▶ Exercise goal: Restate the full set of records exactly, without adding or dropping a word.

▶ Given information:
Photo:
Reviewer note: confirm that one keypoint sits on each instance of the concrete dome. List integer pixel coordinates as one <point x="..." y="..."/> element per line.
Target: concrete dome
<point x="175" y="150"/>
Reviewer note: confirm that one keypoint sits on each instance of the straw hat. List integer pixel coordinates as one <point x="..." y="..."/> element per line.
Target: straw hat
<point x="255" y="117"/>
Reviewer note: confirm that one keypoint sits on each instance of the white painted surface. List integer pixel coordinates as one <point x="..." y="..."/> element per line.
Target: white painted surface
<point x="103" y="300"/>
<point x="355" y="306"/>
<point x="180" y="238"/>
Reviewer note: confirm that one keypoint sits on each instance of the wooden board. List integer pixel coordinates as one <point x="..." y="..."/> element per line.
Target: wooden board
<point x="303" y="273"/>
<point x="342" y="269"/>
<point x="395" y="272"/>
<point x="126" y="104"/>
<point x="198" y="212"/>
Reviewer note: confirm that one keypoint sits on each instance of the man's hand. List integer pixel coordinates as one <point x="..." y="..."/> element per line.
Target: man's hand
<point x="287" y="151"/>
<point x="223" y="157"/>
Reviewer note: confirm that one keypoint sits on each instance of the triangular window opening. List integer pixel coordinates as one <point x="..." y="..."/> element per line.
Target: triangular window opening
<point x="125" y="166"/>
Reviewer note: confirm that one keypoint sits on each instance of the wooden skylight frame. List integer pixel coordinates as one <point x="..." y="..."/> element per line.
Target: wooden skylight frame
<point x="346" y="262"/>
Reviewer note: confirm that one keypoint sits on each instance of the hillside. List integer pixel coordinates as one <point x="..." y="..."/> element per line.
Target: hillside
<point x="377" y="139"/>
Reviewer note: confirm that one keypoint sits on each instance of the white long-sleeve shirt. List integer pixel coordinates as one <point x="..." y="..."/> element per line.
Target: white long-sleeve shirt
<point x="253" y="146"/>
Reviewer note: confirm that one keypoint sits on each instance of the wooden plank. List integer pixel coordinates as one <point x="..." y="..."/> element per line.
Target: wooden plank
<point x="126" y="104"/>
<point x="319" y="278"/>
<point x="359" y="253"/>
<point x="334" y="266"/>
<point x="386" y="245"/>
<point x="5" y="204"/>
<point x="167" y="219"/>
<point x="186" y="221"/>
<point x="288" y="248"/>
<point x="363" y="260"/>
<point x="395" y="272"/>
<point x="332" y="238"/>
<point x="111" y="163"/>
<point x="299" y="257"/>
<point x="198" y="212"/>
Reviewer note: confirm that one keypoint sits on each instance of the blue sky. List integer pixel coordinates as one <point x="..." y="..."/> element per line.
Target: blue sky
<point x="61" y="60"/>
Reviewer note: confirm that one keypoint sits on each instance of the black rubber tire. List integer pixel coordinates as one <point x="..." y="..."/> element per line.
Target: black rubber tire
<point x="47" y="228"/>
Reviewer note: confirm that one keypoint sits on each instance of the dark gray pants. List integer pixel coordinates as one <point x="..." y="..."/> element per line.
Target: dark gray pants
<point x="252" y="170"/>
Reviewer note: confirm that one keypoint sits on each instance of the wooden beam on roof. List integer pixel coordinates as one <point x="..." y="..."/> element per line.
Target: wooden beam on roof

▶ Solution for this problem:
Photo:
Reviewer note: confirm that one keypoint sits on each instance of the concrete dome. List integer pixel coordinates as one <point x="..." y="..."/> element per line.
Target: concrete dome
<point x="175" y="150"/>
Reviewer note: confirm that one keypoint sits on each instance of the straw hat. List integer pixel coordinates as one <point x="..." y="..."/> element per line.
Target: straw hat
<point x="255" y="117"/>
Reviewer note: confirm that one keypoint sits on each instance of the white painted surface. List integer pixel coordinates as one <point x="..." y="..."/> element per line.
Target: white painted surface
<point x="103" y="300"/>
<point x="355" y="306"/>
<point x="180" y="238"/>
Reviewer note: confirm that one keypoint sits on each instance of the wooden board. List integer pixel coordinates as one <point x="..." y="..."/> element per line.
Target: wooden board
<point x="303" y="273"/>
<point x="342" y="269"/>
<point x="395" y="272"/>
<point x="126" y="104"/>
<point x="198" y="212"/>
Reviewer note: confirm that one keypoint sits on each instance of the man's hand. List integer pixel coordinates as one <point x="..." y="..."/> element per line.
Target: man's hand
<point x="287" y="151"/>
<point x="223" y="157"/>
Reviewer note: confirm that one keypoint sits on each instance of the triangular window opening. List integer pixel coordinates as one <point x="..." y="..."/> element per line.
Target: triangular window opening
<point x="125" y="166"/>
Reviewer note: confirm that one keypoint sits on each instance of the wooden skylight frame. List integer pixel coordinates as one <point x="..." y="..."/> element per line.
Target: wooden skylight frame
<point x="346" y="262"/>
Reviewer note: confirm that one keypoint sits on each instance of the hillside. List integer pixel coordinates as one <point x="..." y="..."/> element per line.
Target: hillside
<point x="377" y="139"/>
Reviewer note: confirm that one keypoint sits on each instance of the white long-sleeve shirt. List integer pixel coordinates as one <point x="..." y="..."/> element per line.
Target: white long-sleeve shirt
<point x="253" y="146"/>
Reviewer note: confirm that one keypoint sits on each instance of the wooden plank. List integer pixel coordinates as one <point x="..." y="..."/> element per line.
Target: wooden plank
<point x="126" y="104"/>
<point x="319" y="278"/>
<point x="359" y="253"/>
<point x="334" y="266"/>
<point x="386" y="245"/>
<point x="5" y="204"/>
<point x="167" y="219"/>
<point x="186" y="221"/>
<point x="288" y="248"/>
<point x="363" y="260"/>
<point x="395" y="272"/>
<point x="332" y="238"/>
<point x="111" y="163"/>
<point x="299" y="257"/>
<point x="198" y="212"/>
Reviewer note: confirm that one keypoint sits on each instance of the blue sky. List integer pixel coordinates as one <point x="..." y="..."/> element per line.
Target: blue sky
<point x="61" y="60"/>
Reviewer note: confirm that one keypoint sits on each instance of the black rubber tire. List integer pixel coordinates as one <point x="..." y="..."/> element per line.
Target: black rubber tire
<point x="47" y="228"/>
Reviewer note: confirm that one keypoint sits on each instance of the dark gray pants. List integer pixel coordinates as one <point x="..." y="..."/> element per line.
Target: dark gray pants
<point x="252" y="170"/>
Reviewer note: confirm that one keypoint sits on each instance of the wooden beam on roof. List integer pixel coordinates as one <point x="..." y="..."/> element per line.
Target: wooden beam on roof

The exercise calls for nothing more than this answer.